>>>>>

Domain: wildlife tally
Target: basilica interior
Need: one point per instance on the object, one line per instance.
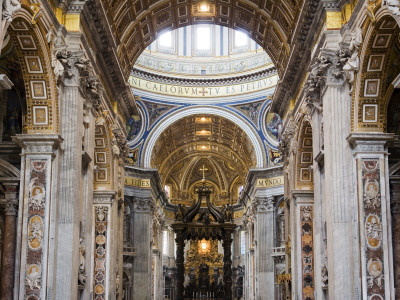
(200, 149)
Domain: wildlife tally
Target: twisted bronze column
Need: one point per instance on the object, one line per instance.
(227, 243)
(180, 269)
(8, 260)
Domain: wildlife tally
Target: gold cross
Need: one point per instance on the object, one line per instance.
(204, 169)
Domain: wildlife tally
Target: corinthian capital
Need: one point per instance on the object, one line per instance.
(92, 90)
(263, 204)
(10, 7)
(10, 206)
(143, 204)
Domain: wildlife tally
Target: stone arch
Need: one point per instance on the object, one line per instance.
(103, 156)
(7, 170)
(157, 131)
(304, 157)
(34, 53)
(137, 26)
(376, 77)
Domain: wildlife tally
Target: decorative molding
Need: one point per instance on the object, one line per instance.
(143, 205)
(38, 144)
(392, 5)
(262, 205)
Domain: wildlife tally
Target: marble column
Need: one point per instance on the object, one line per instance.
(227, 244)
(179, 262)
(338, 193)
(142, 236)
(375, 234)
(68, 219)
(395, 208)
(10, 204)
(264, 238)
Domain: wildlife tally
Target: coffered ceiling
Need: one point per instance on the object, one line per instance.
(212, 142)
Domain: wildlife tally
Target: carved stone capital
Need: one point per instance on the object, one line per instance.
(143, 205)
(263, 205)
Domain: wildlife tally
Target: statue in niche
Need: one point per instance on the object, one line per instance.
(227, 212)
(180, 212)
(204, 279)
(274, 125)
(205, 217)
(133, 126)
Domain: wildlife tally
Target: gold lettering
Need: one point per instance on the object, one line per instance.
(269, 182)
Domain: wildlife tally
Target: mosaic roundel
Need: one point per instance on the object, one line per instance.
(134, 126)
(272, 127)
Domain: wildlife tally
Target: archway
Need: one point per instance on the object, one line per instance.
(156, 133)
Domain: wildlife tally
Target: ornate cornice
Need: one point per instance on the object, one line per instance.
(204, 82)
(94, 21)
(143, 205)
(38, 143)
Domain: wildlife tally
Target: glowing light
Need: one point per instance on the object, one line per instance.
(204, 246)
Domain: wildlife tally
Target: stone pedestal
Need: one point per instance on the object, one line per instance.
(142, 234)
(10, 204)
(36, 215)
(264, 237)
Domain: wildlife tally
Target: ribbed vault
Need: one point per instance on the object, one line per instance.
(198, 141)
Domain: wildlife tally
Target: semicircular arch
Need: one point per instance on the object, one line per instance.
(157, 131)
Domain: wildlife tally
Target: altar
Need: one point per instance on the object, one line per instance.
(209, 275)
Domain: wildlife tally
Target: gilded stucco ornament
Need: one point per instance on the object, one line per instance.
(8, 10)
(33, 278)
(353, 62)
(393, 6)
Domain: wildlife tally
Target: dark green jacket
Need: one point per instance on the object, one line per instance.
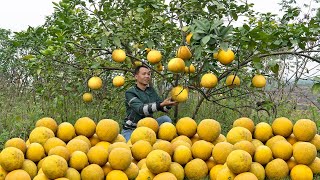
(141, 104)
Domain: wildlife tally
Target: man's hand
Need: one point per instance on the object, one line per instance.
(168, 102)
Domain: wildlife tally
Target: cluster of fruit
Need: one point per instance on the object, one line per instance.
(89, 150)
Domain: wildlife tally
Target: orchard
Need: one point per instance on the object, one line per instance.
(232, 70)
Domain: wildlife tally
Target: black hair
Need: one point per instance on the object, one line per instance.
(137, 69)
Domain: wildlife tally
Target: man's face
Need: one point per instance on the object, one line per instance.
(144, 76)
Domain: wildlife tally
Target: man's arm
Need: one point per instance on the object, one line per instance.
(138, 106)
(165, 105)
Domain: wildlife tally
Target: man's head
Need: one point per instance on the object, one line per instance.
(142, 75)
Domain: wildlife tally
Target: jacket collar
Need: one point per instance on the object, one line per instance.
(141, 89)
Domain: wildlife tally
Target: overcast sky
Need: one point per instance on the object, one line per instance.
(17, 15)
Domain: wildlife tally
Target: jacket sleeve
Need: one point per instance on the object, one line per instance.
(138, 106)
(159, 100)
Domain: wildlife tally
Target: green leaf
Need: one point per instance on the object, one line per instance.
(224, 46)
(185, 28)
(150, 44)
(140, 10)
(234, 15)
(315, 88)
(257, 63)
(205, 39)
(95, 65)
(275, 68)
(116, 41)
(28, 57)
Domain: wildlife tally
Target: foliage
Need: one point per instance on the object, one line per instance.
(76, 41)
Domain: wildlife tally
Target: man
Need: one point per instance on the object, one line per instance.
(142, 101)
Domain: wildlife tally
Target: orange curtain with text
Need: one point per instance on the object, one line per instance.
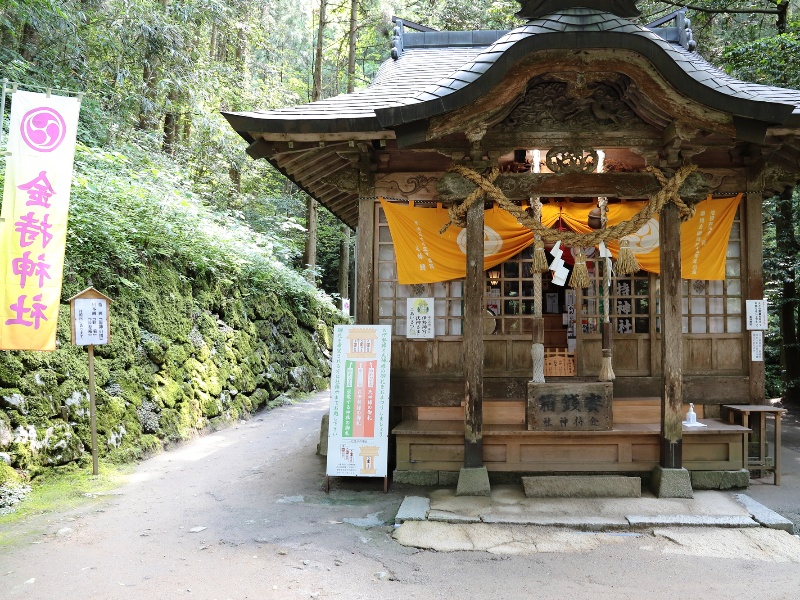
(426, 256)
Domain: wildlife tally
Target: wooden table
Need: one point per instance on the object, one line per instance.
(762, 410)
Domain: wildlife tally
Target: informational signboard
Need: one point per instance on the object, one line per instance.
(419, 318)
(757, 346)
(91, 325)
(90, 318)
(756, 314)
(358, 432)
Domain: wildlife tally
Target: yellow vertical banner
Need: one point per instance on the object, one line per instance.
(41, 143)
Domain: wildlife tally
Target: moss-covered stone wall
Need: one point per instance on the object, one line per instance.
(185, 354)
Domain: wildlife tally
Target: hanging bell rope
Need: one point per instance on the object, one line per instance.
(487, 190)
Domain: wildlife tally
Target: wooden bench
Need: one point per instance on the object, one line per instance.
(435, 441)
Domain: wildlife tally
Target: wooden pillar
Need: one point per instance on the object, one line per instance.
(671, 339)
(474, 313)
(752, 269)
(365, 261)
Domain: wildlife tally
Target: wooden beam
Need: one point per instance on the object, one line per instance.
(671, 339)
(365, 250)
(516, 186)
(474, 311)
(752, 226)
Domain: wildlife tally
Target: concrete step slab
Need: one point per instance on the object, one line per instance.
(582, 486)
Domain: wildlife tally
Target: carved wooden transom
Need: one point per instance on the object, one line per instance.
(551, 104)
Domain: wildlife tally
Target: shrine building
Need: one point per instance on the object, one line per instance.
(580, 199)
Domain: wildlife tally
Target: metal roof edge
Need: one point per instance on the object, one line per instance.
(244, 122)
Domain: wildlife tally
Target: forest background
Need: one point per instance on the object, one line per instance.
(225, 277)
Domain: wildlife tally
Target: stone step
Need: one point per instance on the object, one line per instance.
(582, 486)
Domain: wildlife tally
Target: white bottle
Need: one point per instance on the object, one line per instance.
(691, 417)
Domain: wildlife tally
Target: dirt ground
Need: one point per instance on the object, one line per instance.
(242, 513)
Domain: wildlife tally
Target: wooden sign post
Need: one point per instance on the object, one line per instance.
(91, 325)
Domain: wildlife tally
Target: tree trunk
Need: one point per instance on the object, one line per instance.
(29, 42)
(310, 254)
(344, 265)
(146, 121)
(236, 178)
(787, 245)
(316, 92)
(351, 54)
(170, 125)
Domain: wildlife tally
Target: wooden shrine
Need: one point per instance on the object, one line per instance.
(533, 145)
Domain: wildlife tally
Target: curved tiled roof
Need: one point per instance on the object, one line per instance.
(430, 80)
(582, 28)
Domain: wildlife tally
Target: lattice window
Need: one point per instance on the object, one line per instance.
(716, 306)
(628, 297)
(509, 294)
(392, 297)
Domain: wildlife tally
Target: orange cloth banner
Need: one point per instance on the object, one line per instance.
(33, 232)
(426, 256)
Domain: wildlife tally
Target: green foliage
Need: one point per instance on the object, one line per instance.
(771, 60)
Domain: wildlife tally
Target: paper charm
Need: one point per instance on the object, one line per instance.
(606, 253)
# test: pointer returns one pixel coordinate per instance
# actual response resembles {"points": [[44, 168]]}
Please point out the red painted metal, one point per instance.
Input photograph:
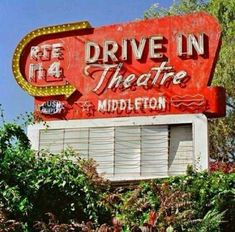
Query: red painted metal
{"points": [[193, 95]]}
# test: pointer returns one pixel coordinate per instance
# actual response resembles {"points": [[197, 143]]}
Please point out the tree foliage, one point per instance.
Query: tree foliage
{"points": [[222, 131]]}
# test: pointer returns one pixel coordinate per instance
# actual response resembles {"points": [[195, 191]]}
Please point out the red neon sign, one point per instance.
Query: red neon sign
{"points": [[149, 67]]}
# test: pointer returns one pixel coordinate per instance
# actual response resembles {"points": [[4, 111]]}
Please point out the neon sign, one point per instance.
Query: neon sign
{"points": [[149, 67]]}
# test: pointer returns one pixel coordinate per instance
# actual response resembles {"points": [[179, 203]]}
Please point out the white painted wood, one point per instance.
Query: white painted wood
{"points": [[127, 151], [101, 149], [181, 149], [154, 151], [140, 147]]}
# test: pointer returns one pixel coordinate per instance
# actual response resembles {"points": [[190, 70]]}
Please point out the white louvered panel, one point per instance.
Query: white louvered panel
{"points": [[77, 139], [52, 140], [154, 151], [127, 151], [101, 149], [181, 149]]}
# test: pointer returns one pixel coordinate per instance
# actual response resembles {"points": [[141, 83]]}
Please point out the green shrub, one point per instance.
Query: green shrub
{"points": [[62, 192]]}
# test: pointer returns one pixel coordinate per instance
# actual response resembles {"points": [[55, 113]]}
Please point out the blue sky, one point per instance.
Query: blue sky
{"points": [[19, 17]]}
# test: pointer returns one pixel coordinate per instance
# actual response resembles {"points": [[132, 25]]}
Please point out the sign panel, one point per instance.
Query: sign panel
{"points": [[148, 67]]}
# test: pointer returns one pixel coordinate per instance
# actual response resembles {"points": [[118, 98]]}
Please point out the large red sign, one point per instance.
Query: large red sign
{"points": [[148, 67]]}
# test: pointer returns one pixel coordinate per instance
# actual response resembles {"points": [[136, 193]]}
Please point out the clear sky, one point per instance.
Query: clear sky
{"points": [[19, 17]]}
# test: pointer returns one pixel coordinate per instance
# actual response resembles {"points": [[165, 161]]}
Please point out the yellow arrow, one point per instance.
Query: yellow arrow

<<<<<

● GOAL OF THE EXERCISE:
Extract every line of the items above that contains the string "stone". Case counts.

● RESULT FOR THIS TASK:
Target: stone arch
Target: carved stone capital
Target: stone pedestal
Target: moss-covered stone wall
Target: stone step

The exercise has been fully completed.